**** Provided records ****
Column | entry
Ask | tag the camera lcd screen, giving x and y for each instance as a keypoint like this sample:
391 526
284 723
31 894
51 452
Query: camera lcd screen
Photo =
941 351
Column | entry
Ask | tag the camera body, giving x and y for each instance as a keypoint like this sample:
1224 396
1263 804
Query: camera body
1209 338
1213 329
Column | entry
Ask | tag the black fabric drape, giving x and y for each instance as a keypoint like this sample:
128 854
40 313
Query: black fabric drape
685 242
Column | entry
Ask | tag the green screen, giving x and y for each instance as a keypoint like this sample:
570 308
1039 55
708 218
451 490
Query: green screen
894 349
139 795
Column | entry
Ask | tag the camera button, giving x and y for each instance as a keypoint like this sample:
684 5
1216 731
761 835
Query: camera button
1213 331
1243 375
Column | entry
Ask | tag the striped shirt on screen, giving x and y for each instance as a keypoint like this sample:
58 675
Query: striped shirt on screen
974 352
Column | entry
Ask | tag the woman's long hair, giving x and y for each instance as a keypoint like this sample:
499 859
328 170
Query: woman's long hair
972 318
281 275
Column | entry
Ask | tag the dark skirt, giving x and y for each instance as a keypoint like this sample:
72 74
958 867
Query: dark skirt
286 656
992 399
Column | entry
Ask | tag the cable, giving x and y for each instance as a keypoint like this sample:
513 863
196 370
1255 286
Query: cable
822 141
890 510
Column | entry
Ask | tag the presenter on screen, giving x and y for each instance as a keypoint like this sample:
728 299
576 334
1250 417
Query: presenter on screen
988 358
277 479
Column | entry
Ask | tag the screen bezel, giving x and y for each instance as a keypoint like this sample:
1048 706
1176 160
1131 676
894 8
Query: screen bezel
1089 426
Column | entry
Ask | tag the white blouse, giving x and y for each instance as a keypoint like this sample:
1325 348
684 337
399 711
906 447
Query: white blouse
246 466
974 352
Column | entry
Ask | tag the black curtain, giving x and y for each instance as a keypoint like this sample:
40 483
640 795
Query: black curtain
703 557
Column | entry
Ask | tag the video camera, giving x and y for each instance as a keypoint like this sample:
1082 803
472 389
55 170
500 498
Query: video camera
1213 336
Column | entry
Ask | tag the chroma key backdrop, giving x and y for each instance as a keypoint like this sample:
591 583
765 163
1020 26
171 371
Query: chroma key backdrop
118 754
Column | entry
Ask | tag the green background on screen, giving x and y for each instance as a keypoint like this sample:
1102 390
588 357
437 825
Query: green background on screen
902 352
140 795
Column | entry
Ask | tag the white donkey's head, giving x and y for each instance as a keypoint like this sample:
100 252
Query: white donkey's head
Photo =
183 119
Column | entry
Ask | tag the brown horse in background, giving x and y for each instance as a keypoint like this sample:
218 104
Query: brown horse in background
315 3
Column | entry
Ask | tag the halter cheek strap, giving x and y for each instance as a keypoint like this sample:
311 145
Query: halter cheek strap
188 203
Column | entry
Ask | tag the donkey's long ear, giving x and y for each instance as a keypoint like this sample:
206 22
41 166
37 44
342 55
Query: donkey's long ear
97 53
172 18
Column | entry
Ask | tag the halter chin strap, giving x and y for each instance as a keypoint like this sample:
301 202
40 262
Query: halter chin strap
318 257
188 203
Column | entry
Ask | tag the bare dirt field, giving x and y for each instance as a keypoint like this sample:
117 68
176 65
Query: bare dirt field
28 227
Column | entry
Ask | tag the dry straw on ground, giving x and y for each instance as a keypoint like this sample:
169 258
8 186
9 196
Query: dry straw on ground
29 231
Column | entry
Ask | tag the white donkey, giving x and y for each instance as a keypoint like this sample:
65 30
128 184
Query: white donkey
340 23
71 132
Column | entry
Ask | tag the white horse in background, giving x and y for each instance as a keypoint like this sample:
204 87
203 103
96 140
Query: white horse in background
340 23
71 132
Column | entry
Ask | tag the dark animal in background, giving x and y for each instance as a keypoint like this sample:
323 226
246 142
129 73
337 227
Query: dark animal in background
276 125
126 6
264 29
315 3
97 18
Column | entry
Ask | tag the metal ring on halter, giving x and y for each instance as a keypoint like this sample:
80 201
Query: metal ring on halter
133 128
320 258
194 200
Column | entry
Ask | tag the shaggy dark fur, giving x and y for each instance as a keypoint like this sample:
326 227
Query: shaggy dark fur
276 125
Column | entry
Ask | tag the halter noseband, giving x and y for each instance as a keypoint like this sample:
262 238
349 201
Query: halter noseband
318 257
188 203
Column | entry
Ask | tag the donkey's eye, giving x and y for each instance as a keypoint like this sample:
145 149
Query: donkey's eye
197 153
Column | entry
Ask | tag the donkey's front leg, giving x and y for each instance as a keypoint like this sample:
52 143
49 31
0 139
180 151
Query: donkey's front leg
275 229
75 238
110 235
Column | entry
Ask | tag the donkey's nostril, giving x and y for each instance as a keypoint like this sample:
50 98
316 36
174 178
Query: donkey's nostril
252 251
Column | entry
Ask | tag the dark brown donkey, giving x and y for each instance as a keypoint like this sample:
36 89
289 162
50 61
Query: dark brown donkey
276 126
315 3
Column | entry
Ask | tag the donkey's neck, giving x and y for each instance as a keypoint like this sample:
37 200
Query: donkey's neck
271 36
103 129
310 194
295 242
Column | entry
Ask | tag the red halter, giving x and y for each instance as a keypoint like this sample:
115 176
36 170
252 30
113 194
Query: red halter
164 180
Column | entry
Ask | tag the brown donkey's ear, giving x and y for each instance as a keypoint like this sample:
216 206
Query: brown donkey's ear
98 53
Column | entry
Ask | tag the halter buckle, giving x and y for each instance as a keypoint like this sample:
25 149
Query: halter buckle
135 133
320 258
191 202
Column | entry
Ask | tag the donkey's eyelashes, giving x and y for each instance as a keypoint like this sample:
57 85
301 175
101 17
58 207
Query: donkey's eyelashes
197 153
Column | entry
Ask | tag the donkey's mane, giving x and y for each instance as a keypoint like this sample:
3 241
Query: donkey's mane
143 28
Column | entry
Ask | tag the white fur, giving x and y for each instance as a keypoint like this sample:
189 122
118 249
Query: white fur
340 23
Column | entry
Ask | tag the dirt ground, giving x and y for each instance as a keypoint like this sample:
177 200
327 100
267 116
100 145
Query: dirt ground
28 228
****
Work instructions >> Reproduce each line of the material above precisely.

Written answer >>
Column | entry
Ask | tag the camera lcd screen, giving x and y for each instance as a keypoint like this sample:
391 526
284 723
31 894
51 452
Query: camera lcd screen
Photo =
941 351
Column | entry
Ask | tag the camera body, giving x and y for each instance as a keypoint like this sample:
1224 396
1263 804
Query: camera body
1209 338
1213 329
Column | entry
Ask | tag the black fabric drape, giving x and y for each instance as a keypoint like this sample:
128 854
40 313
Query: black fabric drape
685 242
Column | entry
Ask | tag the green screen, giving x and y for each instance as a keypoint like this sample:
570 308
1039 55
708 218
451 490
Query: green screen
894 349
139 795
Column | entry
Ask | tag the camera button, giving x and y for each instance as a keypoint like this sample:
684 5
1216 731
761 835
Query: camera button
1213 331
1243 375
Column | entry
Ask | tag the striped shirt on screen, giving x and y for each instance as a keypoint like this sample:
58 675
Query: striped shirt on screen
974 352
Column | entry
Ask | tag the woman's long hair, giving x and y for each instance as a keypoint like this sample:
499 859
328 170
Query: woman's long hair
972 318
281 275
Column | entry
Ask | tag the dark skirt, giving x and y for each instance as a keypoint like this sample:
72 74
958 867
Query: dark skirt
286 656
992 399
Column | entry
Ask | tag the cable, giving x and y for each instance as a keypoint like this sample:
513 863
196 370
1255 286
Query: cable
822 141
890 510
Column | entry
Ask | tag the presenter on screen, giving x and y for each instance as a keypoint like this sample:
728 299
576 334
1250 417
Query: presenter on screen
988 358
277 479
Column | entry
Ask | tag the screen bezel, giving x and y for each instance as a keypoint like this sample:
1048 706
1176 160
1131 676
894 8
Query: screen bezel
1089 426
Column | entry
Ask | tag the white blouse, giving x and y for each instance as a keypoint like this sample:
1325 348
684 337
399 711
906 447
Query: white blouse
246 466
974 352
Column | entry
Ask | tag the black curtain, giving x and y for each instance as a keypoint like this sample:
40 483
640 795
Query: black curtain
703 557
Column | entry
Ask | tag the video camera, giving x and y for each instance as a keypoint like this sample:
1082 803
472 389
55 170
500 498
Query: video camera
1213 336
Column | entry
Ask | tag the chroma key backdrop, giving x and y for each instance as a keypoint like this sample:
591 583
765 163
1020 26
171 371
Query: chroma key backdrop
118 754
Column | entry
Ask | tag the green background on screen, giving x and y for each instance as a keypoint like this sample:
1102 390
588 357
437 825
Query: green background on screen
902 352
140 795
Column | entry
Ask | tag the white donkey's head, giving x and y for each instance as a keypoint like this sample:
100 252
Query: white donkey's head
Photo =
183 119
Column | entry
Ask | tag the brown horse in background, giving x and y for each instance as a keypoint like this sample:
218 104
Query: brown horse in background
315 3
Column | entry
Ask | tag the halter cheek strap, giving x and y for each instance as a keypoint like this sample:
311 145
Query: halter cheek strap
188 203
Column | entry
Ask | tag the donkey's long ear, giving x and y for each instance as a keypoint like this sample:
206 22
41 166
37 44
342 55
Query: donkey's long ear
97 53
172 18
Column | entry
Ask | tag the halter chin strap, giving x and y for each instance as a keypoint like this sample:
301 202
40 262
Query: halter chin strap
318 257
188 203
Column | entry
Ask | tag the bare dirt field, giving x and y for each instance as a keypoint like this sample:
117 68
176 65
Query: bare dirt field
28 227
Column | entry
Ask | tag the dry straw on ground, giving x and y for each instance as a keypoint like this sample:
169 258
8 186
9 196
Query: dry straw on ground
29 231
Column | entry
Ask | tag the white donkey, giving x and y for each instance as a keypoint like this sample:
65 30
128 184
Query: white donkey
340 23
71 132
Column | entry
Ask | tag the white horse in background, giving x and y for each instance as a keypoint like this sample:
204 87
203 103
96 140
Query: white horse in background
340 23
71 132
Column | entry
Ask | tag the dark animal in background, giving x and y for each instance as a keypoint like this sample:
323 226
246 142
129 73
337 227
Query: dark animal in background
276 125
126 6
264 29
315 3
97 18
Column | entry
Ask | tag the metal ring on halter, giving x and y for each instance as a keypoint like this sample:
80 201
Query: metal ring on halter
133 128
320 258
194 200
Column | entry
Ask | tag the shaggy dark fur, giving x and y for each instance as a keypoint like this sample:
326 227
Query: shaggy dark fur
276 125
Column | entry
Ask | tag the halter noseband, giving x and y for each instance as a keypoint like this sample:
262 238
349 201
Query: halter noseband
318 257
188 203
Column | entry
Ask | tag the donkey's eye, giving x and y for each instance as a keypoint like this sample:
145 149
Query: donkey's eye
197 153
Column | entry
Ask | tag the donkey's front leg, giving x and y for each instance as a keypoint like this sample:
52 143
49 31
0 139
180 151
Query: donkey's front leg
275 229
75 238
110 235
Column | entry
Ask | tag the donkey's nostril, giving x and y for each instance as a keypoint like this sample:
50 98
316 36
174 178
Query: donkey's nostril
252 251
Column | entry
Ask | tag the dark brown donkey, giving x and y for each instance as a keypoint like this sample:
36 89
289 162
50 61
Query: dark brown donkey
276 126
315 3
Column | entry
Ask | tag the donkey's neck, giving x and y for each instance as a keypoint like this sample:
37 200
Query: donkey's neck
271 36
103 129
310 194
295 242
Column | entry
Ask | tag the red halter, giving x and y for each instance as a keypoint like this sample:
115 176
36 170
252 30
113 194
Query: red halter
164 180
Column | entry
Ask | tag the brown donkey's ear, giving x and y for each instance as a keypoint like this sample:
216 206
Query: brown donkey's ear
98 53
Column | entry
Ask | tag the halter buckle, giving x and y for each instance as a keypoint like this sample:
25 149
Query: halter buckle
135 133
320 258
191 202
Column | entry
Ask | tag the donkey's eyelashes, giving x and y for each instance as a keypoint like this sample:
57 85
301 175
101 17
58 207
Query: donkey's eyelashes
197 153
Column | entry
Ask | tag the donkey's mane, giving x and y for each instance as a keypoint like this sample:
3 241
Query: donkey's mane
143 28
Column | entry
Ask | tag the white fur, giving x and y for each instance as a keypoint like this sample:
189 122
118 249
Query: white fur
340 23
Column | entry
Ask | tag the dirt ground, giving x and y for each instance as a keypoint like this sample:
177 200
327 100
267 116
100 145
Query: dirt ground
28 228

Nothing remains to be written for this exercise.